====== SOURCE TEXT

The golden age of the great vintages of the 20th century began when Château Figeac came under the ownership of the Manoncourt family, which acquired the estate in 1892 and runs it to this day. Although it was bought in 1892 by André Villepigue, it was his grandson, Thierry Manoncourt (1917-2010), a man with a degree in agronomy, who left a fundamental mark after taking up the reins of the estate in 1947. He produced his first vintage in 1945, at the age of 28, and Château Figeac now works a total of 40 hectares of vineyards. These are remarkable for their gravel subsoil, unique in the Saint Émilion area, although there are also places with a mixed subsoil of clay and sand, playing a fundamental role in the mineral balance and water regime of the vines. If we were to compare the soil of the vineyards, it is similar in composition to places such as Château Haut-Brion in the Grave region or Château Lafite-Rothschild in Médoc.

Pharaoh Thierry Manoncourt

Thierry Manoncourt did not initially care for cultivating vines, instead wanting to understand the soils with all the science of a qualified agronomist. He slowly began re-planting the vineyards in 1949, taking some time to evaluate the varieties. From 1950 onwards he put aside two barrels from each variety of grape to be able to study their properties. This led to him curtailing the Malbec variety and developing Cabernet Sauvignon over 1/3 of the vineyards, Cabernet Franc over 1/3, and limiting Merlot to 1/3. This predominance of “cabernets”, absolutely unique in Saint-Émilion, remains one of the great originalities of Figeac to this day.

============
====== GIVEN DATA

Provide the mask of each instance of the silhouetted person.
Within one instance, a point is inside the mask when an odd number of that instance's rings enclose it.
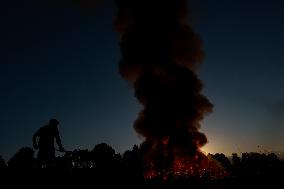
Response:
[[[64,152],[58,131],[59,122],[51,119],[48,125],[41,127],[33,136],[33,146],[38,149],[37,160],[40,166],[50,167],[55,159],[54,139],[59,151]]]

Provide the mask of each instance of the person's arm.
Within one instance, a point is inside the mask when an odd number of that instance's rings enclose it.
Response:
[[[38,144],[37,144],[37,137],[39,136],[39,131],[37,131],[34,136],[33,136],[33,147],[35,149],[38,149]]]
[[[59,136],[59,131],[58,131],[57,127],[56,127],[56,130],[55,130],[55,140],[56,140],[56,143],[59,147],[59,151],[62,151],[62,152],[65,151],[65,149],[62,146],[61,139],[60,139],[60,136]]]

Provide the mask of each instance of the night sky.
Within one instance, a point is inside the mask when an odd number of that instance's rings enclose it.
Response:
[[[32,146],[50,118],[67,150],[139,144],[132,125],[141,106],[118,72],[115,6],[35,2],[0,4],[0,154]],[[191,2],[206,52],[199,76],[214,104],[204,150],[284,151],[284,2]]]

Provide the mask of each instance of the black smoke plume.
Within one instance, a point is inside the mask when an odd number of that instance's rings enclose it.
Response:
[[[204,52],[187,24],[186,0],[116,0],[121,75],[143,105],[135,130],[148,159],[194,155],[207,143],[200,121],[213,105],[195,74]],[[172,156],[172,157],[171,157]],[[166,162],[169,164],[170,162]]]

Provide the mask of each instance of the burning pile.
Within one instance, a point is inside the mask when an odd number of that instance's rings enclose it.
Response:
[[[145,138],[145,177],[217,177],[217,165],[199,150],[207,143],[200,121],[213,105],[201,94],[195,74],[204,53],[199,36],[186,23],[186,0],[116,2],[120,73],[144,107],[134,127]]]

============

→ EXERCISE DETAILS
Pick up the passage on Château Figeac after its final sentence and continue writing it.

→ ANSWER BOX
Thierry Manoncourt was also responsible for many of the revolutions that shaped the winery’s DNA: malo-lactique fermentation, natural fertiliser from ground vine shoots, maturation in new barrels, selection of grapes, the division of tracts, and thermoregulatory tests. He created natural drainage and changed the direction in which the plantation was set so as to perfectly expose the vines to the sun while the earth warmed in the spring. He also facilitated the rooting of the vine for simple nourishment in the cold underground strata of clay. Manoncourt was also a pioneer in creating the concept of a second wine. In 1945 he created La Grange Neuve de Figeac, now Petit Figeac.

We owe him for the enormous cellar that opens into the vineyard and the building of underground cellars so that the juice from the grapes could circulate by gravitation alone, without the use of pumps. He was one of the first to open his château to the public and one of the three founders of Union des Grands Crus de Bordeaux. Together with his wife, Marie-France Manoncourt, he travelled the world, taking wine-makers from both banks (Médoc and St. Émilion) with him, paving the way for the export of wine for future generations. He most certainly deserved the nickname of the Pharaoh of Saint-Émilion that the region gave him!

After Thierry Manoncourt’s death in 2010, it was a major disappointment for the family that Figeac was not elevated to the absolute summit in the classification of Saint-Émilion wines: Premier Grands Crus Classé A. The classification has been modified every ten years following its establishment in 1955 (in contrast to the 1855 classification in Médoc) so as to stimulate and objectively re-evaluate all local wineries.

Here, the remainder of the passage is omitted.